TRECHO DO DOCUMENTO:
MOZART: Há momentos em
que eles podem e devem comparecer, até como uma nota de nostalgia, nesse caso
insuperável. Mas, para isso, é preciso muita arte.
TARCA:
E quanto às letras dos festivais, no seu aspecto tradicionalista e nativista,
que nos diz o senhor?
MOZART: De um modo
geral, nossas letras premiadas estão muitos furos acima das que hoje circulam
em discos do centro do país. Que me perdoem a tirada retórica, mas as nossas
têm melhor conteúdo e maior dignidade, isso estourado. Sempre me detenho nesse
aspecto, sem repudiar a sátira, o humor, o epigrama, e até o apimentadinho.
Estimo a letra moderna. Todos temos fome de renovação. Acho que a redondinha
está sovada demais. Para usá-la bem, só um talento como o Jayme ou o Rillo, capazes
de usarem a poesia que o povo já fez, original e inovadoramente. Para clarear
um pouco: usando esse modelo de repressão popular, os grandes são sempre
capazes de redescobertas. É o caso do Garcia Lorca, em seu “Cancioneiro
Gitano”, Antônio Nobre, no “Só”, e o nosso João da Cunha Vargas, um iletrado,
sem contaminações literárias, porque nem lia, mas de uma autenticidade incomum.

EXERCÍCIO PROPOSTO A: Na entrevista sobre as letras dos festivais, quais dois nomes Mozart aponta como talentos capazes de usar bem a redondinha?
EXERCÍCIO PROPOSTO B: Retome a entrevista sobre as letras dos festivais, dando seguimento à última fala de Mozart.

[Registros de pontos rotulados]
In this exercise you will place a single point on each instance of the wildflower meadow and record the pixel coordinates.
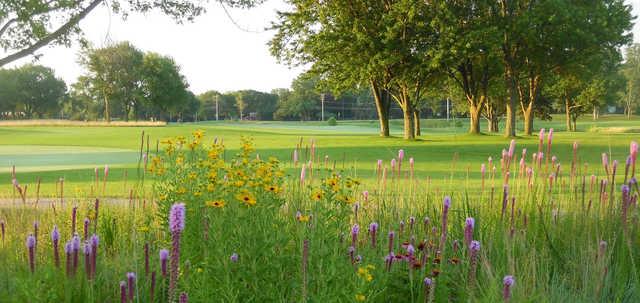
(204, 224)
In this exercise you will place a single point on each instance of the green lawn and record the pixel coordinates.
(73, 152)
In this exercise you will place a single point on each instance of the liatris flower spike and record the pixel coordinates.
(468, 231)
(373, 231)
(176, 225)
(68, 251)
(428, 286)
(131, 283)
(55, 239)
(445, 210)
(123, 292)
(31, 246)
(86, 228)
(354, 235)
(87, 259)
(164, 256)
(507, 282)
(94, 253)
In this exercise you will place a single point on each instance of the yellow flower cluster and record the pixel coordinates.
(365, 272)
(200, 173)
(336, 188)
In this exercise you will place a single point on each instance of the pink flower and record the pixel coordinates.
(507, 282)
(177, 217)
(468, 231)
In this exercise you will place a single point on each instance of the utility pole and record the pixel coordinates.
(217, 107)
(447, 108)
(322, 105)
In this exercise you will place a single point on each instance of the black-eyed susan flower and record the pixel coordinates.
(216, 203)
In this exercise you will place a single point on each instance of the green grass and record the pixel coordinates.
(549, 239)
(51, 153)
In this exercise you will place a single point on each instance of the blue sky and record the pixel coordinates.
(213, 52)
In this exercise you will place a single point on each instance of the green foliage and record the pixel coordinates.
(28, 25)
(31, 89)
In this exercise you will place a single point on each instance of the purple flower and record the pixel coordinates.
(468, 230)
(123, 292)
(373, 231)
(447, 203)
(31, 241)
(131, 282)
(507, 282)
(391, 236)
(411, 250)
(474, 246)
(164, 256)
(177, 217)
(183, 297)
(31, 244)
(55, 234)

RESPOSTA ESCRITA A: Jayme e Rillo.

RESPOSTA ESCRITA B:
TARCA:
E quanto aos gêneros literários, concorda com os que ora se fazem em seu nome?
MOZART: Não sou
especialista. Julgo essa questão por instinto. Mas entendo que não se pode
repudiar o belo, em nome de um pretendido ritmo ou gênero genuinamente nosso,
que nem existe na forma como alguns afirmam. Se estreitarmos um pouco mais o
assunto, iremos dar na inúbia dos ameríndios. Não é verdade que todos os
gêneros e ritmos nossos vêm do mundo, da Europa, da África e até da Ásia?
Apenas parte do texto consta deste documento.